* Information provided *
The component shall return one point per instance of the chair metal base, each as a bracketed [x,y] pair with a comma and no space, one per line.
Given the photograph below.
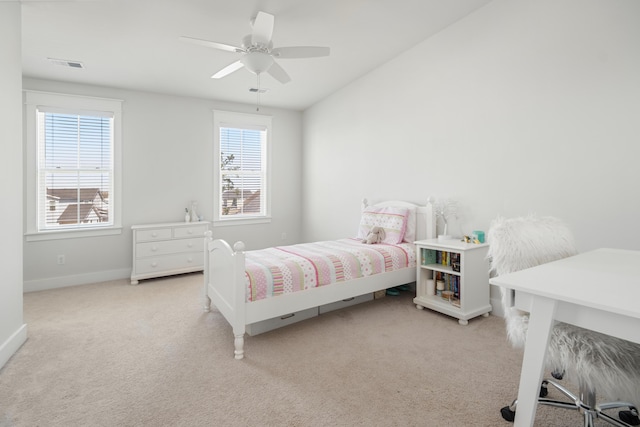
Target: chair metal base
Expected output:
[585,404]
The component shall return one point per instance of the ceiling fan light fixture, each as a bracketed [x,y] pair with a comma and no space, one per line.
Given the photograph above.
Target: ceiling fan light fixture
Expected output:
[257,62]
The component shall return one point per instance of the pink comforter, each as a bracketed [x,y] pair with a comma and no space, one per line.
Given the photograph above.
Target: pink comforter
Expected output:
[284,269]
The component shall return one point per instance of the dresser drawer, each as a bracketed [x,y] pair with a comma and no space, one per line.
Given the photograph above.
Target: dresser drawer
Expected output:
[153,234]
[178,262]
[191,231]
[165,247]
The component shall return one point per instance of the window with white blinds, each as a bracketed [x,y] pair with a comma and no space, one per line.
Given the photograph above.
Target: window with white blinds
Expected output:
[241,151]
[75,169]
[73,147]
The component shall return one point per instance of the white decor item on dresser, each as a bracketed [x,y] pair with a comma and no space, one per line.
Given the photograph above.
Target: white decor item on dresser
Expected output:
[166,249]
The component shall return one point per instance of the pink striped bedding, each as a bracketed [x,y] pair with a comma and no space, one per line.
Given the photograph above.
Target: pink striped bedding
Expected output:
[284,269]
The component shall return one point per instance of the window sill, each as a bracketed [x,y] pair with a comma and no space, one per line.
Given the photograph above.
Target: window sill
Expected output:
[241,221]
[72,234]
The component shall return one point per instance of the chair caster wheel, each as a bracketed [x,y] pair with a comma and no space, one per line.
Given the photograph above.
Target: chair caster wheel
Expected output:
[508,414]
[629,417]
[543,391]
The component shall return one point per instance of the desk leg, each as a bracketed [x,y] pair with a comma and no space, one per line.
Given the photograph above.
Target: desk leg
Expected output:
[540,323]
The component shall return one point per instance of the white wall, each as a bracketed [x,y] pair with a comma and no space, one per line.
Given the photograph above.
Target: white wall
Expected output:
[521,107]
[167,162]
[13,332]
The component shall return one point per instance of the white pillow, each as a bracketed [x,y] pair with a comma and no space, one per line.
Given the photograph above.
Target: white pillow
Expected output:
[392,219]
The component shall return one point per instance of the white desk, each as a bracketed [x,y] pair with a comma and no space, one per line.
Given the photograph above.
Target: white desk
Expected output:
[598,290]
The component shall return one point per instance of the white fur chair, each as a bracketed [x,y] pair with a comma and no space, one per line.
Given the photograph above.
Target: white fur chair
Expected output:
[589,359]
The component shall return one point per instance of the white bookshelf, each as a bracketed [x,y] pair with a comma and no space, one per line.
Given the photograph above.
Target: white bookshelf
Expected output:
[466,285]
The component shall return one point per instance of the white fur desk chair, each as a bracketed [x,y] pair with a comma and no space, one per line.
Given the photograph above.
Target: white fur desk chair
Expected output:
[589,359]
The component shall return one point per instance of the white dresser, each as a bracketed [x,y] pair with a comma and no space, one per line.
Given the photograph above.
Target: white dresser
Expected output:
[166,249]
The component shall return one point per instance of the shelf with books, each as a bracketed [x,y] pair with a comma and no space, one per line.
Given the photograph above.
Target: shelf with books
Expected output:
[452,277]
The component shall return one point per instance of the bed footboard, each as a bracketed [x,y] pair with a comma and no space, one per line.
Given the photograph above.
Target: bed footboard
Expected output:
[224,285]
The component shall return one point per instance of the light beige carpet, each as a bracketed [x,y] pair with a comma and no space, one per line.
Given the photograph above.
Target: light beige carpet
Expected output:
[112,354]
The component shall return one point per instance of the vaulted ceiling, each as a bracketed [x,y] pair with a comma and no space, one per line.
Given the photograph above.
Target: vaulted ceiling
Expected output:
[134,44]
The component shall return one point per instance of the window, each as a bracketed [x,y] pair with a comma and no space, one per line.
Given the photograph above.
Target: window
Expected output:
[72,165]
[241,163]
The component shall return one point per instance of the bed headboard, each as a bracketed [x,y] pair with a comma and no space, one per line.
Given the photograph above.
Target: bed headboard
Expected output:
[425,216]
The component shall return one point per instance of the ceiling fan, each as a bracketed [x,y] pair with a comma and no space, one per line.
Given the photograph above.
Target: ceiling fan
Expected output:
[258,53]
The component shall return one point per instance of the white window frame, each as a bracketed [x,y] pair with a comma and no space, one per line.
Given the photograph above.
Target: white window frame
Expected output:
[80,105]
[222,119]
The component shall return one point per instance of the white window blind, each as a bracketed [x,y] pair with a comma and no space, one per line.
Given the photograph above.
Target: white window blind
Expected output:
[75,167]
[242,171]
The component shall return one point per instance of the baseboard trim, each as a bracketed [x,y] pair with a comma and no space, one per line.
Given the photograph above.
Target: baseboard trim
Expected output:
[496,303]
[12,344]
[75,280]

* What is expected *
Give the listing again word for word. Skip every image.

* Problem solution *
The component shall return one point per instance of the chair metal base, each as a bracketed [x,y] pair with a comma and no space, one per line.
Given the photograph below.
Target: chair metal base
Expected output:
[585,404]
The component shall return one point per instance of the ceiling fan light fixture, each as a bracketed [x,y] pair with a comma and no space, one per line.
Given the photograph above.
Target: ceiling fan light fixture
Expected output:
[257,62]
The component shall return one point per instance of the pink comforter, each as a bracketed [x,y] pair with a comma and no space, one per line.
Given the photograph above.
Target: pink comforter
Expected output:
[284,269]
The component shall return one point per instance of the dresser drawer, each as a bracketed [x,y] pair with a comma and no space, one per line.
Given the photograph above.
Target: dresser drawer
Expected output:
[153,234]
[178,262]
[191,231]
[165,247]
The component shall return one point per instance of the window with white blinds, each as a bracketed [x,y] pair with a comma and no space, one per line.
Given the photograph above.
Target: window with white blinds
Expected output:
[241,151]
[75,169]
[73,147]
The component shall return one point per instance of the white decor item on dresser, each as a bracketed [x,y] pair with a comma and no space, one per line.
Given the photograph above.
Target: white decor item on dresser
Expected output:
[166,249]
The component shall return one point per instance of the pink striped bedding, each as a bracketed [x,y] pair with a comma and no space, one per line.
Given the photograph above.
Target: pink striped bedding
Expected output:
[284,269]
The component shall return one point per instance of the window sill, each as a bracketed [x,y] pair with a comma and no space, one per line.
Given the photograph above.
Target: window sill
Expected output:
[241,221]
[72,234]
The component shall return one point per instance of the chair caster wheel, each as a bracketed [x,y] pair with a comma and no space, one per line.
Given the photograph above.
Target: chair caster wheel
Expected output:
[508,414]
[629,417]
[543,391]
The component shall return one point per instance of the desk leg, each as a bracketed [x,y] pair with a comma and no space, one per line.
Given the photograph above.
Target: desk leg
Expected output:
[540,323]
The component shall return one point per instance of the white wall, each as a bracketed [x,y] pair with a comma and no space, one per line.
Given the photograph above.
Target: white wall
Expected output:
[521,107]
[167,162]
[13,332]
The component shall return one point per instance of the white pillow, each as a bracketed [x,y] pair with a comma and no space, one per line.
Given the photograph above.
Target: white pillow
Expected output:
[392,219]
The component shall return one point per instance of the white desk, each as a bracketed [x,y] pair with a comma and no space, one per line.
Given the photograph above.
Target: white desk
Expected output:
[598,290]
The component shall return one point per instance of the white fur chair, each as a bracketed [x,y] pair with a comma and no space, one per line.
Given the photograph above.
Target: white fur chair
Expected output:
[589,359]
The component shall return one point per instance of the white bookshelf, each as a bracketed [x,y] pair with a comma and no space, one per line.
Given the photograph above.
Target: white bookshelf
Expected output:
[466,285]
The component shall return one point per instance of the white fur desk chair, each as a bracketed [x,y] pair with a comma and no space, one per line.
Given the photograph above.
Target: white fur desk chair
Expected output:
[589,359]
The component shall return one point per instance of the white dresser, each as a bracketed [x,y] pair with a comma and no space, one per line.
Given the photograph above.
Target: white dresser
Expected output:
[166,249]
The component shall return one point per instance of the shelf with books, each as a bracketed [x,y] pair with a comma and no space, one per line.
Given the photograph above.
Target: shelf with books
Expected output:
[452,277]
The component shall return one point per instance of the bed footboard, each as a bracketed [x,y] pair with a comma and no space, one per line.
Given the photograph above.
Target: bed footboard
Expected output:
[224,285]
The component shall return one point per instance of the light beige carpet, each as a bracketed [x,y] pair with a comma and no space, one per line.
Given the photograph above.
Target: light beige carpet
Expected output:
[112,354]
The component shall return one point per instance of the vaulted ceiling, each as a bracketed [x,y] pair with a comma and no space, one per line.
Given the photograph above.
Target: vaulted ceiling
Expected output:
[134,44]
The component shall return one point per instance of the window, each as a bracketed [x,y] pair with a comma and no space, one per line.
Given the photograph above.
Target: window
Expected output:
[72,165]
[241,163]
The component shall return one point per instance of the bed headboard, each as a bracketed [x,y] pair with a comma and no space, one per line.
Given the photograph above.
Target: bed headboard
Expected output:
[425,216]
The component shall return one point per instance of the ceiling fan, each as a bracketed [x,y] pair with a comma and no space, one per line.
Given the photograph above.
Target: ceiling fan
Expected output:
[258,53]
The component shall return one point per instance of the white window frame, each as a bracketed [x,y] pair with a comma and no space, one per line.
Given the photograph above.
Target: white window frame
Expected output:
[80,105]
[222,119]
The component shall return one point per instance of the white window blind, each as a bracketed [x,y] pair with a comma and no space, one per line.
Given the photograph above.
Target: white window blind
Expected output:
[75,167]
[242,171]
The component shall return one point per instance of the baseboard trim, each as a bracketed [x,y] pair with a comma and no space, one per line.
Given the photograph above.
Target: baseboard trim
Expected output:
[496,303]
[12,344]
[75,280]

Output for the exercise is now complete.